▶ _Instruction_: Reproduce each of the entries below word for word, keeping their order.

▶ _Input records_:

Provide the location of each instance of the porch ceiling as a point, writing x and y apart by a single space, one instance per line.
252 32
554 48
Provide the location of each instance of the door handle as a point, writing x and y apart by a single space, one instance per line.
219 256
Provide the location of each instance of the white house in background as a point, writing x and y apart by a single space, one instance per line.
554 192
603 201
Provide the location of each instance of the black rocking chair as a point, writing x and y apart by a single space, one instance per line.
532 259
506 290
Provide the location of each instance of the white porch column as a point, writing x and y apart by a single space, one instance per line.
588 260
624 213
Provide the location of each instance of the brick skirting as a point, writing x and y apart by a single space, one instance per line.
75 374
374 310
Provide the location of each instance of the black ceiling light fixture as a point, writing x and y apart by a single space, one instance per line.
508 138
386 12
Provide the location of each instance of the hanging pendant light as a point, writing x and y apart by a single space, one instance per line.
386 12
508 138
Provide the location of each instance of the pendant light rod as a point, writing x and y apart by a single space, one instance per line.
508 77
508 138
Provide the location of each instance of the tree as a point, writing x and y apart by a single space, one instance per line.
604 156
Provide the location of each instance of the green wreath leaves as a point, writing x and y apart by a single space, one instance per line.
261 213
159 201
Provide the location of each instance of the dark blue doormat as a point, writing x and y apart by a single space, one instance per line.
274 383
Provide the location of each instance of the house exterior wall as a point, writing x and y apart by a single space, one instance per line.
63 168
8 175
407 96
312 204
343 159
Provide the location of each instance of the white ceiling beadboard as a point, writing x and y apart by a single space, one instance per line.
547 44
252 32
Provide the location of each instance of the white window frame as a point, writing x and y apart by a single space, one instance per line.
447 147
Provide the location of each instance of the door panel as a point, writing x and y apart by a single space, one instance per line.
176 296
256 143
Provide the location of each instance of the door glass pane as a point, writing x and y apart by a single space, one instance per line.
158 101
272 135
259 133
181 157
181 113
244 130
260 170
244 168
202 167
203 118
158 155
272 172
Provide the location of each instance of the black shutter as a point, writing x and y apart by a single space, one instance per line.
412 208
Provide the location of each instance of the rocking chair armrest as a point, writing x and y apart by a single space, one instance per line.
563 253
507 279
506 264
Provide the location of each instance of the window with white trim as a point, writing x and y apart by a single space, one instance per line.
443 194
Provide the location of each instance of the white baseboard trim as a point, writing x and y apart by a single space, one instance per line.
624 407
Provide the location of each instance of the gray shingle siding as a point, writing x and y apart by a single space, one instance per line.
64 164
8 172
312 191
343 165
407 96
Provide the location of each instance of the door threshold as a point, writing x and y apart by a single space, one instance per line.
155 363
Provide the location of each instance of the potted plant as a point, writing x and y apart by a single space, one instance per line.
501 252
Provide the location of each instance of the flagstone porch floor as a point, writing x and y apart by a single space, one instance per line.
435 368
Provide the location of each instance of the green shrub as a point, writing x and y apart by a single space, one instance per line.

▶ _Final result_:
Provide the location of each instance of the porch ceiling as a point, writing x and y apart by a single space, one instance per line.
252 32
554 48
Provide the location of each instance of the door handle as a point, writing x and y apart by a single space, one instance per line.
219 256
Provide the location of each instance of the white house in background as a point, writing x and y apart by a single space, one instance per line.
554 192
603 201
Provide the location of each instance of the black rocking chair as a point, writing x and y apart by a single space, one instance per line.
532 259
506 290
Provide the location of each instance of the white porch column as a point, writing x and y apart by a single space, one instance per line.
588 260
624 213
Provide the location of each instance of the brick skirting as a point, writing x and y apart by a single space, one instance per line.
75 374
374 310
Provide the location of each instance of the black ceiling light fixture as a point, writing x and y apart by a single space, one instance per line.
508 138
386 12
Provide the location of each instance of the hanging pendant light as a point, writing x and y apart by a single space, one instance per line.
386 12
508 138
Provide the location of each instance of the pendant light rod as a point, writing x and y apart by a single space, one instance per line.
508 77
508 138
Provide the location of each instance of the tree as a point, writing x and y apart by a single space, one instance per line.
604 156
Provide the location of each instance of the green wreath leaves as a point, writing x and y apart by a single space, one instance per line.
261 213
159 201
Provide the location of each instance of the dark blue doormat as a point, writing x and y apart by a single space, one instance per line.
274 383
Provide the location of each instance of the house exterior wall as a point, writing x and y apart by a single space, one instance per line.
63 168
8 175
407 96
312 204
343 159
Provide the location of each instance of the white ceiling beadboard as a point, writing x and y apart by a single space, one instance per line.
547 44
252 32
Provide the location of each instance of the white window frame as a point, writing x and y apart by a single space, one instance per line.
447 147
Provide the location of each instance of the door panel as a point, writing x and y apart by a single space, one instance per line.
176 296
256 143
Provide the location of each instance of the door glass pane as a point, writing x and y apart by a single space, one instance per line.
158 101
272 135
259 133
181 157
181 113
244 130
260 170
244 168
202 167
203 118
158 155
272 172
Provide the location of each instance of the black shutter as a point, writing x and y apart by a single space, one instance per line.
412 208
Provide the location of each instance of the rocking chair armrest as a point, writing x and y apart by a single space, one instance per line.
563 253
507 279
506 264
Provide the location of each instance of the window with white trim as a point, writing x and y apart by a single space, one instance per line.
443 194
Provide the location of each instance of the white baseboard trim as a point, writing x and y apart by a single space, one instance per line.
624 407
Provide the location of each instance of the gray shingle siding as a point, writing x and y apart by a single space, one instance per line.
64 164
8 172
312 191
343 165
407 96
Provide the location of each instance of the door threshold as a point, writing x and y apart by a single space, one instance per line.
155 363
Provide the location of each instance of the potted plant as a point, writing x and y apart by a single space, one instance per line.
501 252
Provide the location of each instance of the flagstone porch floor as a point, writing x and y apart by a single space, one instance per line.
435 368
Provide the location of each instance of the green shrub as a point, writing x and y apart by a single space, one instance per line.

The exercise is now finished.